[Rows from a dataset]
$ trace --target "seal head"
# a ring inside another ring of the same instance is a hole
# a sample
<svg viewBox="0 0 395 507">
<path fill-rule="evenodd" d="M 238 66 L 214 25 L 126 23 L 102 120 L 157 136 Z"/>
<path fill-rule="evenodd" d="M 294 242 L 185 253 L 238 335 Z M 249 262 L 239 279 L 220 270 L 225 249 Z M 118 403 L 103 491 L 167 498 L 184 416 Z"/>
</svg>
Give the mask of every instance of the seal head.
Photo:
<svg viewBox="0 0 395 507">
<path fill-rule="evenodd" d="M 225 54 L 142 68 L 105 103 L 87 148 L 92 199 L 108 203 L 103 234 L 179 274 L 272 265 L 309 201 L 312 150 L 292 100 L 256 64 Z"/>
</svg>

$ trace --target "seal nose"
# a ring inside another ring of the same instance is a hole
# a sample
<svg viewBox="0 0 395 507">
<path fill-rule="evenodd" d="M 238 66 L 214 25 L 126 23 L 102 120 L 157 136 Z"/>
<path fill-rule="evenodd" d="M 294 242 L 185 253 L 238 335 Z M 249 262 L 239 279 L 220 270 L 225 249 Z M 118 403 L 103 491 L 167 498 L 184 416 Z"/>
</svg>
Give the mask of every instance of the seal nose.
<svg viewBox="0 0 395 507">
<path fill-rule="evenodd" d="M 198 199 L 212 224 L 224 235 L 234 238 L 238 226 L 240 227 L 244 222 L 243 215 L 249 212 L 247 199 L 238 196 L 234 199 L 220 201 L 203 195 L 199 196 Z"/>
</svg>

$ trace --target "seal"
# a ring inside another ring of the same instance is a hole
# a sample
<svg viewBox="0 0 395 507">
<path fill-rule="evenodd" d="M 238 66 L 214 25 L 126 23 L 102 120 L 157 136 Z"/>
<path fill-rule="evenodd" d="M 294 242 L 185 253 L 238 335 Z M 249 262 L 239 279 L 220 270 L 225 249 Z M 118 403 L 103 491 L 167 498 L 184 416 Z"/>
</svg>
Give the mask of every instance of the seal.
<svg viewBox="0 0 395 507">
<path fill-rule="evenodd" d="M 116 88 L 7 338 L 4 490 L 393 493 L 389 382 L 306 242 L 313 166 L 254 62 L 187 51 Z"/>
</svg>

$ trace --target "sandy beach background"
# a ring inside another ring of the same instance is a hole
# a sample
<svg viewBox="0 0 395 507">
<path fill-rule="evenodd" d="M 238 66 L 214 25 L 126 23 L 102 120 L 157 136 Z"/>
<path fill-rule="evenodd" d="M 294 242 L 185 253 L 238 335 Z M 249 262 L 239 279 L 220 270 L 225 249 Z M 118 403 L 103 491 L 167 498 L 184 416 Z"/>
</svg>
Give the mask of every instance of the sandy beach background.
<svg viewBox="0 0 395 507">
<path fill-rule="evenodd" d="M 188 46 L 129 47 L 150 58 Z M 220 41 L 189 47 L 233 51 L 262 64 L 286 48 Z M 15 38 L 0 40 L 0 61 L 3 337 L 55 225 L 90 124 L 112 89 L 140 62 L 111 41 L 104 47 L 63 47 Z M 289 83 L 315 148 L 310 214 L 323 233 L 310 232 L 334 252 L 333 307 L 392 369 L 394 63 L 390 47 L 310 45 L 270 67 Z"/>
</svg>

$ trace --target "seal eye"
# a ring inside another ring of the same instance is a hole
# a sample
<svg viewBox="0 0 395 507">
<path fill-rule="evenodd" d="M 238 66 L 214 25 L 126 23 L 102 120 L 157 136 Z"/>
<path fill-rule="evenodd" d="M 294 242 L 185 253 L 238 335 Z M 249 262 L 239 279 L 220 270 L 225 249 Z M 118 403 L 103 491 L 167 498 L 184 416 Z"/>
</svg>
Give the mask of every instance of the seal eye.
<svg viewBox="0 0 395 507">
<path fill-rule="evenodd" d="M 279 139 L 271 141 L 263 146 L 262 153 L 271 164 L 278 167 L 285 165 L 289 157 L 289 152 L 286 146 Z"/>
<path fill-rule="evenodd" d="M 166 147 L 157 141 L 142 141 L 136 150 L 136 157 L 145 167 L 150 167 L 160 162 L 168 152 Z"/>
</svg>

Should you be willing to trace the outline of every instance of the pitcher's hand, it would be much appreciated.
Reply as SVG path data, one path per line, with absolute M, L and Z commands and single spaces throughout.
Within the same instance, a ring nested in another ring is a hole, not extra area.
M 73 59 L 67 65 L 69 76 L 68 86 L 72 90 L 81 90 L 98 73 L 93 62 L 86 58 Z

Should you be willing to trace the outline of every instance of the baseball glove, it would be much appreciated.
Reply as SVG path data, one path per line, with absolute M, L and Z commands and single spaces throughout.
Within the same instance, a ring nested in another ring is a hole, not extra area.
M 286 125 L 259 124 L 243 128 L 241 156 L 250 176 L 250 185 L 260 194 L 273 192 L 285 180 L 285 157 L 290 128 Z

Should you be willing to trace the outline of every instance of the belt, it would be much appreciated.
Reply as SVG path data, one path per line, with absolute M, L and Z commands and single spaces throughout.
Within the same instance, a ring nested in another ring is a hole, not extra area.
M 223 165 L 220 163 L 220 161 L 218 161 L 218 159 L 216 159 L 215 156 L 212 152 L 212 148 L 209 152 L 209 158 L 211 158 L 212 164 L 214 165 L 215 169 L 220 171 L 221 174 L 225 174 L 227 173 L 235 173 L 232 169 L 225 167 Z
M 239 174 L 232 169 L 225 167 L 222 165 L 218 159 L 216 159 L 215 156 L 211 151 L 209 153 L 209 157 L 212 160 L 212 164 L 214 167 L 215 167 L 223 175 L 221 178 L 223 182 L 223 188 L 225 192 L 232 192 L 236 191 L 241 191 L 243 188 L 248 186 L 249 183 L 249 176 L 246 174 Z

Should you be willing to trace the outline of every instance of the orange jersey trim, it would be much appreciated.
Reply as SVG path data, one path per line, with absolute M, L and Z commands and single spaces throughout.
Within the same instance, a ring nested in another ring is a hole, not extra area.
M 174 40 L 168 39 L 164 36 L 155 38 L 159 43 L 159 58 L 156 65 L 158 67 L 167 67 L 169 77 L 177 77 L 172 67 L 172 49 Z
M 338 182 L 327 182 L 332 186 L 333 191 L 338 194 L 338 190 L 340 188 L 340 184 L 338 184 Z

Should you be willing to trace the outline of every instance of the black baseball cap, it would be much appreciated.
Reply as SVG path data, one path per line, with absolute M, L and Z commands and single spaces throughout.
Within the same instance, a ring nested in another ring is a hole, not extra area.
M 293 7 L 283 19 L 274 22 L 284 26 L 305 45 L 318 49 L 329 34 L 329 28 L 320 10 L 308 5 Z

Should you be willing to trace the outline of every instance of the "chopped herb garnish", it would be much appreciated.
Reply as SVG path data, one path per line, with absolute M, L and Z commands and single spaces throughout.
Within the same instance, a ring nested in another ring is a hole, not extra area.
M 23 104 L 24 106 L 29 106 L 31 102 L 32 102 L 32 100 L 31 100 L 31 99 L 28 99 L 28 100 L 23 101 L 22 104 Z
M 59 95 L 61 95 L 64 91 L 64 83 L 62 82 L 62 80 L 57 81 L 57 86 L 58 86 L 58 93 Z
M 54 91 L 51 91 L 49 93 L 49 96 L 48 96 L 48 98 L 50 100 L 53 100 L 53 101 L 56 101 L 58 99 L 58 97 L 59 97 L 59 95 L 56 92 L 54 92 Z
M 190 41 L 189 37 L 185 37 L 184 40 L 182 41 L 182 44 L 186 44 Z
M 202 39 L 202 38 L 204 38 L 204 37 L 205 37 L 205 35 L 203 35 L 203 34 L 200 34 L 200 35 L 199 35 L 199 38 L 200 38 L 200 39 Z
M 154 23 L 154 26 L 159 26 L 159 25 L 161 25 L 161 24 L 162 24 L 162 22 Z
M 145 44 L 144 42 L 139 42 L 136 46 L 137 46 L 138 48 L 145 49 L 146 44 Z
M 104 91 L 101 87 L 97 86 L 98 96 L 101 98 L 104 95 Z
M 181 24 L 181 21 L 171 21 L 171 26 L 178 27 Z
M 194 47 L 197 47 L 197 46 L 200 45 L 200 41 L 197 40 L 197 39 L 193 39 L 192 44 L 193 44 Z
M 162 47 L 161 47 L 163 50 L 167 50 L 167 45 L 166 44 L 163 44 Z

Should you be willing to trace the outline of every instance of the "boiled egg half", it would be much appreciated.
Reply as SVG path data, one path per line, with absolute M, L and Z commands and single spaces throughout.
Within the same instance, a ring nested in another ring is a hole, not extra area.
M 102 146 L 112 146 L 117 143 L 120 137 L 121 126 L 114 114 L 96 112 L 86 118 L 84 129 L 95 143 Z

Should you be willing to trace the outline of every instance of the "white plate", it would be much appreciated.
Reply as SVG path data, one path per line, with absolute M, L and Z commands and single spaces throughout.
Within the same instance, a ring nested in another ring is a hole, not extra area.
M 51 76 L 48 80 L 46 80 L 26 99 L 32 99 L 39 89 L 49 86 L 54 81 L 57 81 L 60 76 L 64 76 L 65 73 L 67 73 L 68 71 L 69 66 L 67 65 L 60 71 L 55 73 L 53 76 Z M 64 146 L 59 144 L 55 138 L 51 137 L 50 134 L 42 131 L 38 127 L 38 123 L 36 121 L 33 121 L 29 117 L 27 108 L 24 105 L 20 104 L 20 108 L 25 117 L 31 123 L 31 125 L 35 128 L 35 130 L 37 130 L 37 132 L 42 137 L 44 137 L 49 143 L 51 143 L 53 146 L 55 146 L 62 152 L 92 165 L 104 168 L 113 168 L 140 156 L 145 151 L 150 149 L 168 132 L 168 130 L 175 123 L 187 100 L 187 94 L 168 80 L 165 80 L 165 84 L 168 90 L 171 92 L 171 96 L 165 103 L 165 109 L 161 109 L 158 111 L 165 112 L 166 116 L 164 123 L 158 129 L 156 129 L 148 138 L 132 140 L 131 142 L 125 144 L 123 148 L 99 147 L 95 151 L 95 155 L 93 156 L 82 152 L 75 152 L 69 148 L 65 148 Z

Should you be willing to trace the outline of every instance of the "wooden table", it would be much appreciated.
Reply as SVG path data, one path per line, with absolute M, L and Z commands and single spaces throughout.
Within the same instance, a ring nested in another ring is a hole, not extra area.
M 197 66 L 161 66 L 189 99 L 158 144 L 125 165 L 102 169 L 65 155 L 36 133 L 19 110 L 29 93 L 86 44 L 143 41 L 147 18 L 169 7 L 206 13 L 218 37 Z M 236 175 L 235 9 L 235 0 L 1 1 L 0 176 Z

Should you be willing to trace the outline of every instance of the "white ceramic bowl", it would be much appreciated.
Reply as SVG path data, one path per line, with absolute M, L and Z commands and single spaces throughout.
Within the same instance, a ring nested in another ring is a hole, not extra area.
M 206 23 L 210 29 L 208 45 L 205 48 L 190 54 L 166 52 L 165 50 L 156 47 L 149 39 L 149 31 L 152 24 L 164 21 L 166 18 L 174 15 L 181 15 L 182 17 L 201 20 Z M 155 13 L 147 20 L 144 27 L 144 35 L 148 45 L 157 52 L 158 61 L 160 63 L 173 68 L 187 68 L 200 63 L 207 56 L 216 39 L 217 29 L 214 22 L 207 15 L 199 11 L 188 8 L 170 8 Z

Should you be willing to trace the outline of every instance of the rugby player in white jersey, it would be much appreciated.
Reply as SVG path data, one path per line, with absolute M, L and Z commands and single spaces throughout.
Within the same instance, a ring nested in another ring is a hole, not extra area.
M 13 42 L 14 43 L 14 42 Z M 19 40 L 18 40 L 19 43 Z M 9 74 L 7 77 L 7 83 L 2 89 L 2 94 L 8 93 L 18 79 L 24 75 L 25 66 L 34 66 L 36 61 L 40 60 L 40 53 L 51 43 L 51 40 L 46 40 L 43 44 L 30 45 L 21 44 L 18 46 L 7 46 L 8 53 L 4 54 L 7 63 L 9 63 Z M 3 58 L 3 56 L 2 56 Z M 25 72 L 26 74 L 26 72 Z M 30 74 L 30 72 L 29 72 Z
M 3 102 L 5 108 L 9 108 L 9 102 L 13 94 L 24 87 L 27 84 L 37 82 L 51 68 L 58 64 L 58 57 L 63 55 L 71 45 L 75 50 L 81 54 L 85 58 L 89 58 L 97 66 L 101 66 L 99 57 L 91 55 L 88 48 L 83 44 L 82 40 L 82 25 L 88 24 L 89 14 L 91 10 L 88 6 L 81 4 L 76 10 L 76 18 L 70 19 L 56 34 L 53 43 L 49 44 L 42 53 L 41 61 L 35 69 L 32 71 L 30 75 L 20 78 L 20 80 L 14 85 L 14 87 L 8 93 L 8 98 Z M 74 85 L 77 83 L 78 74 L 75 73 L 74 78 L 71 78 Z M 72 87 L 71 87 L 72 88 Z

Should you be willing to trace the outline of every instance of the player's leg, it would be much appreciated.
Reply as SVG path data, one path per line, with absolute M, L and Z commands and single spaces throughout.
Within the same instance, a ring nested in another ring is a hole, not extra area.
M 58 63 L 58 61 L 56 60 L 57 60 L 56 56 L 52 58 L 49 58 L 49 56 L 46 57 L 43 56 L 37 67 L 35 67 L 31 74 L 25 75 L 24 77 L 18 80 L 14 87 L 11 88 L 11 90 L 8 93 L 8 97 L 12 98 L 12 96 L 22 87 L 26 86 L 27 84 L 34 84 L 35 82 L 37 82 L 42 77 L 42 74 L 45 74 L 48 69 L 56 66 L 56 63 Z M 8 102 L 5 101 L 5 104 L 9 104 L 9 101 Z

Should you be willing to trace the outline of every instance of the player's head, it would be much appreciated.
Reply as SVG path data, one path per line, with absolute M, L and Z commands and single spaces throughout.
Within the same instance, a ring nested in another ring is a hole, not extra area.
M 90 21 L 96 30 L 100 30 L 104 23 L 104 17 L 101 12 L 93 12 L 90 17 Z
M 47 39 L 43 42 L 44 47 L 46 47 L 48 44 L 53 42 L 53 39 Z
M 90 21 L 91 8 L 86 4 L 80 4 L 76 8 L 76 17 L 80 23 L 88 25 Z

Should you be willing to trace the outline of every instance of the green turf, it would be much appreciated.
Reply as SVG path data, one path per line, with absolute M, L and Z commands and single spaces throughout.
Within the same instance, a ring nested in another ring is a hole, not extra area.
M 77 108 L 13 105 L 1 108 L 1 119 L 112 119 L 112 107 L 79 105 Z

→ **TASK DESCRIPTION**:
Please pick out every line of the data above that contains the string "target", copying each one in full. Treat uppercase and lowercase as different.

→ **EXERCISE ANSWER**:
$ trace --target "seal head"
$ trace --target "seal nose"
$ trace --target "seal"
$ trace --target "sandy beach background"
$ trace --target "seal eye"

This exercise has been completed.